→ **DAFTAR TUGAS**
a – Dalam teks tentang pengolahan bambu, kelemahan apa yang dimiliki bambu dibandingkan dengan kayu?
b – Tentukan apakah setiap pernyataan berikut sesuai dengan teks tentang pengolahan bambu. Jawab ya atau tidak, lalu kutip kata-kata teks yang menentukan: (i) Batang bambu mudah dibelah. (ii) Bambu sudah dimanfaatkan secara optimal. (iii) Pengeringan termasuk proses pengolahan bambu.

→ **TEKS**
........

Lompat ke konten Lompat ke sidebar Lompat ke footer

[Kajian] Pengolahan Bambu dan Pemanfaatannya dalam Usaha Pengembangan Industri Kecil Menengah dan Kerajinan

Kerajinan Bambu


PENGOLAHAN BAMBU DAN PEMANFAATANNYA DALAM USAHA PENGEMBANGAN INDUSTRI KECIL MENENGAH DAN KERAJINAN

THE MANUFACTURING AND UTILIZATION OF THE BAMBOO FOR IMPROVING THE SMALL AND MEDIUM HANDICRAFT INDUSTRY

Arhamsyah*)

*)Peneliti Baristand Industri Banjarbaru

 

ABSTRAK

Dalam masyarakat pedesaan di Indonesia, bambu memegang peranan penting dalam kehidupannya. Bambu dikenal oleh masyarakat mempunyai sifat-sifat yang baik untuk dimanfaatkan antara lain batangnya yang cukup kuat, keras, lurus dan rata, mudah dibelah, mudah dibentuk dan mudah dikerjakan. Dibandingkan dengan kayu, bambu mempunyai kelemahan teknis (sifat fisis, mekanis dan kimia), sehingga belum dimanfaatkan secara optimal. Untuk memanfaatkan bambu secara optimal maka dilakukan proses pengolahan bambu berupa pengawetan, pengeringan, stabilisasi warna, bambu lapis, bambu lamina dan lain- lain, sehingga nilai tambah dan kualitas bambu dapat ditingkatkan dalam usaha untuk pengembangan industri kecil menengah dan kerajinan.

........

→ **DAFTAR MATERI**
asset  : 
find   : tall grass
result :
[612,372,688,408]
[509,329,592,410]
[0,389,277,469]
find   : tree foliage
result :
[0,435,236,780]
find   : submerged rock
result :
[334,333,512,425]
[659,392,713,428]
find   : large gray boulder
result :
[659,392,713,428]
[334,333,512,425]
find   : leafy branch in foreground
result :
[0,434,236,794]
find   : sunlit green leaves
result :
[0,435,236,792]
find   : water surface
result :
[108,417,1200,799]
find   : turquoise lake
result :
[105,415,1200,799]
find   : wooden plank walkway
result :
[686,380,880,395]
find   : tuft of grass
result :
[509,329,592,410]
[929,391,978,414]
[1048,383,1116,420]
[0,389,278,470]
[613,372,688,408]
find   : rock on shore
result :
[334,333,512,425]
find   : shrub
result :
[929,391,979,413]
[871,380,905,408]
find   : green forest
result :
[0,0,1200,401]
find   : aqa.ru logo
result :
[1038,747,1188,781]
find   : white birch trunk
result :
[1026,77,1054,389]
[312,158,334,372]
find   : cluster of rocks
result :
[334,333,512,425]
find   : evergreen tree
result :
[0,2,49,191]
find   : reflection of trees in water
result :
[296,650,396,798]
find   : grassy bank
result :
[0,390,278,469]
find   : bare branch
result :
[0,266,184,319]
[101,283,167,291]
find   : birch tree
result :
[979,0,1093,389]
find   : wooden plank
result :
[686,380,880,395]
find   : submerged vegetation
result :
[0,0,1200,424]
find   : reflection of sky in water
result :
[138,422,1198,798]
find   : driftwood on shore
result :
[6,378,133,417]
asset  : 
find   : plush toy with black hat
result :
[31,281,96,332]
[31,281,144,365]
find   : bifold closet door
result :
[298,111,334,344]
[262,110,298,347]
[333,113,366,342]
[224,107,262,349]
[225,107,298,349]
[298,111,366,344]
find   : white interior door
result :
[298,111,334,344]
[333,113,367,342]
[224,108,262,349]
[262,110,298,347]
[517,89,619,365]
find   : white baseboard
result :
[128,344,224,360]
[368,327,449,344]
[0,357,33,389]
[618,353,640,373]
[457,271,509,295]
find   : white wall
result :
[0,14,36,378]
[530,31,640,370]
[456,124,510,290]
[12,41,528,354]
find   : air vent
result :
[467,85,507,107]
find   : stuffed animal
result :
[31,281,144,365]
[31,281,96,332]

........

→ **JAWABAN**
a – Bambu mempunyai kelemahan teknis, yaitu pada sifat fisis, mekanis, dan kimia.

b –
(i) Ya: "mudah dibelah"
(ii) Tidak: "belum dimanfaatkan secara optimal"
(iii) Ya: "proses pengolahan bambu berupa pengawetan, pengeringan"